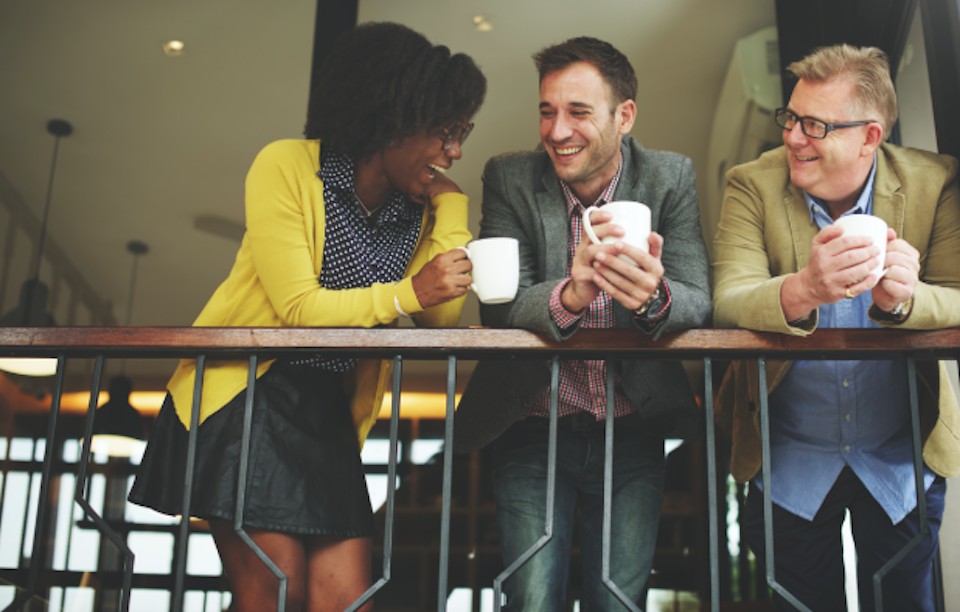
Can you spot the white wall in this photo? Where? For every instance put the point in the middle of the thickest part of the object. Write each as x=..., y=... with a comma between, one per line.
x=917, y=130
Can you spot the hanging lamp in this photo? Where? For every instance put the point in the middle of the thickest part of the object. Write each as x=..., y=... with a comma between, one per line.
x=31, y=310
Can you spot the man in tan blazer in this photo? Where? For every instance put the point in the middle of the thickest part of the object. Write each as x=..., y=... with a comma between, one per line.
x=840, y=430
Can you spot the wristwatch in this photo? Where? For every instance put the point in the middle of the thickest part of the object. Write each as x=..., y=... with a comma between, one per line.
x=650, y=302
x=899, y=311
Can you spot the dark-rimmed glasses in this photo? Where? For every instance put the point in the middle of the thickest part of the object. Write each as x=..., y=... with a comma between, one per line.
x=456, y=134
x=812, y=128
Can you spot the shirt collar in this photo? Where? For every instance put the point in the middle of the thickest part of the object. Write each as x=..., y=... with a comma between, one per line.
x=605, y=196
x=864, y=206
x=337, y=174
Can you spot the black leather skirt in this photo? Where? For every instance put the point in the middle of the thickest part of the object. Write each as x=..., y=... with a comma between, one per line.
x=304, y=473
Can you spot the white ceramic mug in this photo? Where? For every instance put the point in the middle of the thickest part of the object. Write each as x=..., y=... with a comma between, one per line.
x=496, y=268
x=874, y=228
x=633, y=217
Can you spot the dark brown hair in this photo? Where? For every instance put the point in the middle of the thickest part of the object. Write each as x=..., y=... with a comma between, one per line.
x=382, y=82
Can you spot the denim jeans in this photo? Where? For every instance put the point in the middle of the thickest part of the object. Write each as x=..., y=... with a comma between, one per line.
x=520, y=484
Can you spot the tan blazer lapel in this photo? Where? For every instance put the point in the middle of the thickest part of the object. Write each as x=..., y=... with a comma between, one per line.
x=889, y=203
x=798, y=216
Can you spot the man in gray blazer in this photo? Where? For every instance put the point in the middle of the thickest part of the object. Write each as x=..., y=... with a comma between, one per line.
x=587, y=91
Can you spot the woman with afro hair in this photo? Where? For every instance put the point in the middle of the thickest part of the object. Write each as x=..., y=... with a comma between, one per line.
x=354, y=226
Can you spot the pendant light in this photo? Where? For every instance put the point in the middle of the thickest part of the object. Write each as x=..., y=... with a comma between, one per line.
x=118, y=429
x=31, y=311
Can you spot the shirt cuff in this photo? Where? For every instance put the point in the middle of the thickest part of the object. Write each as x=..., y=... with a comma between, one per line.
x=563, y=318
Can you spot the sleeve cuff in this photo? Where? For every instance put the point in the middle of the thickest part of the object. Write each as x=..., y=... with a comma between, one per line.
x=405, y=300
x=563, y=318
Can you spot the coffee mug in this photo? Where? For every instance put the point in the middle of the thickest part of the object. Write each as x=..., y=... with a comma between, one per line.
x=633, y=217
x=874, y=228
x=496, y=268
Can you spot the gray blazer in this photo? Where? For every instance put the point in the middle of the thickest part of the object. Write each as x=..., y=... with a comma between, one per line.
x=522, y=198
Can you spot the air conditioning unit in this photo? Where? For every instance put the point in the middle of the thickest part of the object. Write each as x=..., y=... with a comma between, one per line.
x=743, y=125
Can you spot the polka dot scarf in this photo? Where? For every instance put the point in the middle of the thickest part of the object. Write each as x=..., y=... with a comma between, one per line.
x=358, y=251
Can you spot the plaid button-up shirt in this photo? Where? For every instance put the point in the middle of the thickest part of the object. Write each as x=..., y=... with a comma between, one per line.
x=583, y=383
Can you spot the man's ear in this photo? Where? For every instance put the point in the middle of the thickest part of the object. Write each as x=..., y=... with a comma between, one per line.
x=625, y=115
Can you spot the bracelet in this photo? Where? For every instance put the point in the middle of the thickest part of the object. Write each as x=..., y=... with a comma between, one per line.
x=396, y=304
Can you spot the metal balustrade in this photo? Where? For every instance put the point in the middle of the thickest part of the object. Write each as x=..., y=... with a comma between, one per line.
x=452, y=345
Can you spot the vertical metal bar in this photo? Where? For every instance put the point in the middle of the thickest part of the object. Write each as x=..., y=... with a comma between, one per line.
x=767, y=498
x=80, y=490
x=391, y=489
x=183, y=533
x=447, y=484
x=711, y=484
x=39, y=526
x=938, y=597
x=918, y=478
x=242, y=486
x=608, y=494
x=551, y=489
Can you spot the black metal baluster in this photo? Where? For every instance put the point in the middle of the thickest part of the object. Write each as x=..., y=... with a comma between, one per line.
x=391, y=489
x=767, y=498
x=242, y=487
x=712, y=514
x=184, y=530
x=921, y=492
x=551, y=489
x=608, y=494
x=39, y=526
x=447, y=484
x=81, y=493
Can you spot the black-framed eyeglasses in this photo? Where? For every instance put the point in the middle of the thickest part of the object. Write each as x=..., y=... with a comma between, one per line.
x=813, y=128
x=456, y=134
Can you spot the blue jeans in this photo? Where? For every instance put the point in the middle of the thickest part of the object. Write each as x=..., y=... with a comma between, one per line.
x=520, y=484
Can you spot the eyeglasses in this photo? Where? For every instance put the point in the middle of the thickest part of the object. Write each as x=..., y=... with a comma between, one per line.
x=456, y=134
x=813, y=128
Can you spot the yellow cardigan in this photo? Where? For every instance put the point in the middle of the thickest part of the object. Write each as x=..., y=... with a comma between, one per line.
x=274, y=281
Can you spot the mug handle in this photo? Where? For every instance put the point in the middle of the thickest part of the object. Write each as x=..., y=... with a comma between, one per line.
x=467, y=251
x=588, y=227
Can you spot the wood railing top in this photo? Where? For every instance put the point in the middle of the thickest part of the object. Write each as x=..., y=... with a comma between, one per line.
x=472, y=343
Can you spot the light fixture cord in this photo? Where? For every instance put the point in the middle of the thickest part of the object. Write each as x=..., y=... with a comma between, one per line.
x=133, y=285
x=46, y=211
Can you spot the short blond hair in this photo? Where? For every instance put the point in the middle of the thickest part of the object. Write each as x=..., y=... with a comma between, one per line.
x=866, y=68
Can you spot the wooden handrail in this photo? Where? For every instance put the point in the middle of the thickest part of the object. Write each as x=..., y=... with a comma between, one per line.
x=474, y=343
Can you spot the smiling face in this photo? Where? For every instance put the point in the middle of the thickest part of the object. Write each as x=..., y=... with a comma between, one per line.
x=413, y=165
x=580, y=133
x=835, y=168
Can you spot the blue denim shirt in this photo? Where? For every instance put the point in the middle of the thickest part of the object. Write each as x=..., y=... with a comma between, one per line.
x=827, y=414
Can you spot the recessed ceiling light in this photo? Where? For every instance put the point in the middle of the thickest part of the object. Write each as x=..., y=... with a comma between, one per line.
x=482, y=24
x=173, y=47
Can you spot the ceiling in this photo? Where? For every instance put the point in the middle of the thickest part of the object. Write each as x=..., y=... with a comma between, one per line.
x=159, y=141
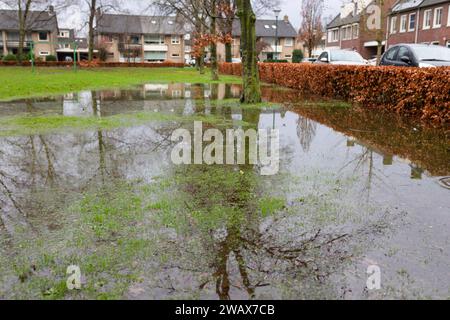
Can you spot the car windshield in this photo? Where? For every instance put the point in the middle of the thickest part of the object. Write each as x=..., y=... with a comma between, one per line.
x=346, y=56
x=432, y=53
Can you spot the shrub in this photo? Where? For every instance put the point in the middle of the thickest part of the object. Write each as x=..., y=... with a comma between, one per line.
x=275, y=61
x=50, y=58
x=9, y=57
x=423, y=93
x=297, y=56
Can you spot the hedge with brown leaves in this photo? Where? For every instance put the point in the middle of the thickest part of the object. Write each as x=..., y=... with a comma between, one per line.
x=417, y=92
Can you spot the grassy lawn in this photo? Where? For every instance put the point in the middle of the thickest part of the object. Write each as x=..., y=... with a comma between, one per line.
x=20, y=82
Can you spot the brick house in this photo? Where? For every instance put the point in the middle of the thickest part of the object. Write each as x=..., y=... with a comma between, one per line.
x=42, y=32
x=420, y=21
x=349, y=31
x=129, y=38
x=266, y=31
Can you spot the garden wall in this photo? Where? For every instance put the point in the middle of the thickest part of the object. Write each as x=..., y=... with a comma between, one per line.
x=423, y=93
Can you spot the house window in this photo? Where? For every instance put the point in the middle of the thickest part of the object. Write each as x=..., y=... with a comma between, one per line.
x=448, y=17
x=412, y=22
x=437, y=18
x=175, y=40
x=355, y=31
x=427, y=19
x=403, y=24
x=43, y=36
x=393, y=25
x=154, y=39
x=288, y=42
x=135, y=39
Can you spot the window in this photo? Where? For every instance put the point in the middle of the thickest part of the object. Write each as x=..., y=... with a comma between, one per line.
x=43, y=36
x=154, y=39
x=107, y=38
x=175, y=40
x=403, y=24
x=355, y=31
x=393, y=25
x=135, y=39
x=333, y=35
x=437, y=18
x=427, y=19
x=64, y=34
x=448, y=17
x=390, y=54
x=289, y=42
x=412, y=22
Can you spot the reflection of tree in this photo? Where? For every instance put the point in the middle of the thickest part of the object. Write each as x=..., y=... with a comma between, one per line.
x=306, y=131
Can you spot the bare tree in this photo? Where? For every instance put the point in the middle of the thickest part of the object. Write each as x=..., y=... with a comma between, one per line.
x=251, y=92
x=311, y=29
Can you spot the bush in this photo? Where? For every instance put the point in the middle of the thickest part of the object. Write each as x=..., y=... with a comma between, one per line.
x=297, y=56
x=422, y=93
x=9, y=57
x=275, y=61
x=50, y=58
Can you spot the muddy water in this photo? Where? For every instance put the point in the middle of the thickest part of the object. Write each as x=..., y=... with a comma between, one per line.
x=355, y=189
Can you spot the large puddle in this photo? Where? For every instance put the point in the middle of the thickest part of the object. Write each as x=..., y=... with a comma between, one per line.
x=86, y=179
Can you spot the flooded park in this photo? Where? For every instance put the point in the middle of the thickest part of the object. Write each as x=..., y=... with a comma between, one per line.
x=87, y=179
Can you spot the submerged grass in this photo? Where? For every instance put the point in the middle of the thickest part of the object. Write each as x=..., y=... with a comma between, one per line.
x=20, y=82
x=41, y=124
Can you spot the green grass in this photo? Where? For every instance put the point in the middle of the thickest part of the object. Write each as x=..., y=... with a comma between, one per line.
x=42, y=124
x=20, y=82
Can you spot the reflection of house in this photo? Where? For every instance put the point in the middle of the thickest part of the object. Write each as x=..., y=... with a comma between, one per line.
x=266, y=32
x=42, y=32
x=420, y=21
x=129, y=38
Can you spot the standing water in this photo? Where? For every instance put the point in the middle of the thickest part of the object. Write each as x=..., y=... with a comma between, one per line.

→ **WHAT IS NEEDED**
Output the line that contains "Can you spot the green", followed by every later line in the listing, with no line omitted and none added.

→ **PROBLEM SOLUTION**
Can you spot the green grass in this photo? Where? For every instance put the point in the middle of the thickest part of the object. Write each as x=..., y=... with a comma between, one per line.
x=42, y=124
x=20, y=82
Can you spot the reflection of house in this photo? Where? For every instance put the point in the middle of the thickest part of the object. Write each as x=..., y=... with a comma between, one per line.
x=266, y=32
x=42, y=32
x=420, y=21
x=129, y=38
Can you spot the standing water in this photo? Where? For every instance put the point in the middle of the thickest part of the object. Write each as x=..., y=... with a comma between, one per line.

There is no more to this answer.